◆ DOCUMENT TEXT:

▼

Based on this discussion we simplify the model and use the same $\alpha$ and $\beta$ parameter value in all three conditions.
$$\mathrm{coop}_{i,j} \sim \mathrm{Bern}(\pi_{i,j})$$$$\pi_{i,j} =\mathrm{logit}^{-1}(\alpha+\beta\cdot\mathrm{fair}[i,j])\cdot (1-\gamma_{\mathrm{face}[i,j]}-\delta_{\mathrm{face}[i,j]})+\gamma_{\mathrm{face}[i,j]}$$Again, we do the computations in STAN.
In [18]:
import pystan
model = """
data {
int<lower=0> N;
int<lower=0,upper=1> coop[N]; // acceptance
int<lower=0,upper=8> fair[N]; // fairness
int<lower=1,upper=3> face[N]; // face expression
}
parameters {
real<lower=-20,upper=20> alpha;
real<lower=0,upper=10> beta;
real<lower=0,upper=1> gamm[3];
real<lower=0,upper=1> delt[3];
}
transformed parameters{
vector[N] x;
vector[3] gamma[3];
for (i in 1:3){
gamma[i][1]<-gamm[i];
gamma[i][2]<-delt[i];
gamma[i][3]<-1-gamm[i]-delt[i];
}
for (i in 1:N)
x[i]<-inv_logit(alpha+beta*fair[i])
*gamma[face[i]][3]+gamma[face[i]][1];
}
model {
coop ~ bernoulli(x);
}
"""
sm = pystan.StanModel(model_code=model)
In [ ]:
dat = {'N': coop.size,'coop':np.int32(coop),
'fair':fair,'face':face+1,'sid':sid}
seed=np.random.randint(2**16)
fit=sm.sampling(data=dat,iter=5000,chains=4,thin=5,
warmup=2000,n_jobs=4,seed=seed)
outpars=['alpha','beta','gamm','delt']
print pystan.misc._print_stanfit(fit,pars=outpars,digits_summary=2)
w= fit.extract()
for op in outpars: np.save(op,w[op])
del w
del fit
In [9]:
a=np.load('m2alpha.npy')
b=np.load('m2beta.npy')
g=np.load('m2gamm.npy')
d=np.load('m2delt.npy')
#D[D==2]=np.nan
for i in range(3):
x=np.linspace(1,7,101)
y=(1/(1+exp(-np.median(a)-np.median(b)*x))
*np.median(1-g[:,i]-d[:,i])+np.median(g[:,i]))
plt.plot(x,y,':',color=['b','r','g'][i])
plt.plot(range(1,8),R[i,:],color=['b','r','g'][i])
plt.legend(['Data Angry','Model Angry','Data Neutral',
'Model Neutral','Data Smile','Model Smile'],loc=4);
We see that the shape of the fitted curves isn't noticably affected by the model reduction.
In [10]:
D=np.concatenate([np.atleast_2d(a),np.atleast_2d(b),
np.atleast_2d(b),g.T,1-d.T,1-g.T-d.T],0).T
for n in range(D.shape[1]):
if n==2:continue
plt.subplot(2,3,[1,2,4,5,6][n/3])

▲

◆ TO BE DONE:
- a) List every file name that the STAN notebook excerpt loads with np.load.
- b) Output, character for character, the part of the STAN notebook excerpt that opens with the words containing "b=np.load('m2beta.npy')" and closes with "y=(1/(1+exp(-np.median(a)-np.median(b)*x))".

◆ INFORMATION PROVIDED:
▼

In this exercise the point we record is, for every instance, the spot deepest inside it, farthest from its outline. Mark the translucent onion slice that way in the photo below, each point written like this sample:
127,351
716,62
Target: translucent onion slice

▲

◆ WRITTEN RESPONSES:
- a)
m2alpha.npy
m2beta.npy
m2gamm.npy
m2delt.npy

- b)
b=np.load('m2beta.npy')
g=np.load('m2gamm.npy')
d=np.load('m2delt.npy')
#D[D==2]=np.nan
for i in range(3):
x=np.linspace(1,7,101)
y=(1/(1+exp(-np.median(a)-np.median(b)*x))